Document source:
==================================================

La recourante ( = l’employée) considère que les juges cantonaux n’ont pas qualifié correctement l’accord conclu entre les parties, qui est l’expression de leur volonté réelle et commune.
Lorsqu’il s’agit de qualifier juridiquement un accord, il convient de se fonder sur les éléments concrets (établis sans arbitraire par la cour cantonale) sur lesquels les parties se sont entendues : en l’espèce, le montant du bonus dépendait d’une évaluation de la performance de l’employée par son supérieur hiérarchique; cette évaluation, qui tenait compte de l’atteinte d’objectifs (notamment développer les compétences des membres de l’équipe), reposait [aussi] sur des critères qualitatifs et faisait largement appel à l’appréciation subjective de ce supérieur; les jalons posés par l’employeuse et sa volonté de disposer de critères » mesurables » ne permettaient pas de réduire de manière substantielle cette part de subjectivité.
Il résulte de ces constats que la rémunération de l’employée ne reposait pas sur des critères déterminés à l’avance, basés sur le bénéfice ou le chiffre d’affaires, et, conformément à la jurisprudence, elle doit être qualifiée de gratification. Cette conclusion est corroborée par le fait que le contrat conclu entre les parties exclut le paiement de tout bonus en cas de résiliation du contrat de travail, ce qui est » typique d’une gratification « .
A cet égard, le fait que le contrat ou le plan de rémunération fasse référence à la notion de » rémunération variable » ou même de » salaire variable » n’est en soi pas déterminant.
(…)
On ne saurait pas non plus suivre la recourante (= l’employée) lorsqu’elle soutient que la marge de manœuvre laissée au supérieur hiérarchique (la » part discrétionnaire « ) est » minime » et qu’au terme du processus de calcul de la rémunération, le responsable hiérarchique ne peut procéder » qu’à des ajustements mineurs afin de s’assurer qu’il respecte son budget « , ce qui obligerait à qualifier le bonus de salaire (variable).

==================================================

Bloc de données:
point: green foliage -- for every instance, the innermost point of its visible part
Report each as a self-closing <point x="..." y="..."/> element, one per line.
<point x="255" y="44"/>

==================================================

Énoncé de l'exercice: Pouvez-vous recopier intégralement le texte sur la qualification du bonus, sans rien y changer ? La liste n'a aucun lien avec le texte sur la qualification du bonus.

Exercice corrigé:
La recourante ( = l’employée) considère que les juges cantonaux n’ont pas qualifié correctement l’accord conclu entre les parties, qui est l’expression de leur volonté réelle et commune.
Lorsqu’il s’agit de qualifier juridiquement un accord, il convient de se fonder sur les éléments concrets (établis sans arbitraire par la cour cantonale) sur lesquels les parties se sont entendues : en l’espèce, le montant du bonus dépendait d’une évaluation de la performance de l’employée par son supérieur hiérarchique; cette évaluation, qui tenait compte de l’atteinte d’objectifs (notamment développer les compétences des membres de l’équipe), reposait [aussi] sur des critères qualitatifs et faisait largement appel à l’appréciation subjective de ce supérieur; les jalons posés par l’employeuse et sa volonté de disposer de critères » mesurables » ne permettaient pas de réduire de manière substantielle cette part de subjectivité.
Il résulte de ces constats que la rémunération de l’employée ne reposait pas sur des critères déterminés à l’avance, basés sur le bénéfice ou le chiffre d’affaires, et, conformément à la jurisprudence, elle doit être qualifiée de gratification. Cette conclusion est corroborée par le fait que le contrat conclu entre les parties exclut le paiement de tout bonus en cas de résiliation du contrat de travail, ce qui est » typique d’une gratification « .
A cet égard, le fait que le contrat ou le plan de rémunération fasse référence à la notion de » rémunération variable » ou même de » salaire variable » n’est en soi pas déterminant.
(…)
On ne saurait pas non plus suivre la recourante (= l’employée) lorsqu’elle soutient que la marge de manœuvre laissée au supérieur hiérarchique (la » part discrétionnaire « ) est » minime » et qu’au terme du processus de calcul de la rémunération, le responsable hiérarchique ne peut procéder » qu’à des ajustements mineurs afin de s’assurer qu’il respecte son budget « , ce qui obligerait à qualifier le bonus de salaire (variable).